■ **GIVEN INSTRUCTION**
Can you give the lines below as a numbered list, leaving out any blank lines?

━━ DATASET

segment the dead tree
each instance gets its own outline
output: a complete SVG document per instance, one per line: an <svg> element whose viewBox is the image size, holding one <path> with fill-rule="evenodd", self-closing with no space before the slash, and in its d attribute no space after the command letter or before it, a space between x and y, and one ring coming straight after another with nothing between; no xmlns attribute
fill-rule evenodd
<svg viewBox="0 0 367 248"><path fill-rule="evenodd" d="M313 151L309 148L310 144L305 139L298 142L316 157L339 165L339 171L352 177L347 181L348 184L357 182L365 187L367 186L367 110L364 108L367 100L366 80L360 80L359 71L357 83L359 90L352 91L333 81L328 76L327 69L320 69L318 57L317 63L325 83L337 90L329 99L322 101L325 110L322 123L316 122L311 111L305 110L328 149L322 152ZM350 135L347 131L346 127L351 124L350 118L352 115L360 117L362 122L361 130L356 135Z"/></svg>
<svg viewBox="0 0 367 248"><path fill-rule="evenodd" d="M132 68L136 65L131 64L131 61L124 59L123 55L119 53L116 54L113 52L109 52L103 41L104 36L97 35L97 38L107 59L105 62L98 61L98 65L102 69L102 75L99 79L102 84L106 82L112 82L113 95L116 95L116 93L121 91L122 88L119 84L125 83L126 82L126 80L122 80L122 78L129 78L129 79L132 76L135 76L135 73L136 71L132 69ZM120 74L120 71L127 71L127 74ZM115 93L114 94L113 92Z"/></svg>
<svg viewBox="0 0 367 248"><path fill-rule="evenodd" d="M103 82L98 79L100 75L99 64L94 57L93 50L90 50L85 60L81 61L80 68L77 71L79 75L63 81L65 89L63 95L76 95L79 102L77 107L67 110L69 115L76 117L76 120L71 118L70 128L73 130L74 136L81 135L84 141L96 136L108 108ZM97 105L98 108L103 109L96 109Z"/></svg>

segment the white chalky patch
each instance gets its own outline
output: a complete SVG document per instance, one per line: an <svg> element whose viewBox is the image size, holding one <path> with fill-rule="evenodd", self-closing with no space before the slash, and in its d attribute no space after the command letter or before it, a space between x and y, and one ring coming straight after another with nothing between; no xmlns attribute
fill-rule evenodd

━━━━

■ **FULL SOLUTION**
1. segment the dead tree
2. each instance gets its own outline
3. output: a complete SVG document per instance, one per line: an <svg> element whose viewBox is the image size, holding one <path> with fill-rule="evenodd", self-closing with no space before the slash, and in its d attribute no space after the command letter or before it, a space between x and y, and one ring coming straight after another with nothing between; no xmlns attribute
4. fill-rule evenodd
5. <svg viewBox="0 0 367 248"><path fill-rule="evenodd" d="M313 151L309 148L310 144L305 139L298 142L316 157L339 165L339 171L352 177L347 181L348 184L357 182L365 187L367 186L367 110L364 108L367 100L366 80L360 80L359 71L357 83L359 90L352 91L333 81L328 76L327 69L320 69L318 57L317 63L325 83L337 90L329 99L322 101L325 110L322 123L316 122L311 111L305 110L328 149L322 152ZM350 135L347 131L346 127L351 124L350 118L352 115L360 117L362 122L361 130L356 135Z"/></svg>
6. <svg viewBox="0 0 367 248"><path fill-rule="evenodd" d="M132 68L136 65L131 64L131 61L124 59L123 55L119 53L116 54L113 52L109 52L103 41L104 36L97 35L97 38L107 59L105 62L98 61L98 65L102 69L102 75L99 79L102 84L106 82L112 82L113 95L116 95L116 93L121 91L122 88L119 84L125 83L126 82L126 80L122 80L122 78L129 78L129 79L132 76L135 76L135 73L136 71L132 69ZM120 74L120 71L127 71L127 74ZM115 93L114 94L113 92Z"/></svg>
7. <svg viewBox="0 0 367 248"><path fill-rule="evenodd" d="M103 82L98 79L100 75L99 64L94 57L93 50L90 50L85 60L81 61L80 68L77 71L79 75L63 81L65 89L63 95L76 95L79 102L77 107L67 110L69 115L76 117L76 120L71 118L70 128L73 130L74 136L81 135L84 141L96 136L108 108ZM97 105L98 108L103 109L96 109Z"/></svg>
8. segment the white chalky patch
9. each instance gets its own outline
10. output: a complete SVG document per instance, one per line: an <svg> element whose viewBox is the image size, holding one <path> with fill-rule="evenodd", self-closing with no space before the slash, and in its d attribute no space after the command letter or before it, a space between x and y, and one ring coming straight after another with nothing between; no xmlns attribute
11. fill-rule evenodd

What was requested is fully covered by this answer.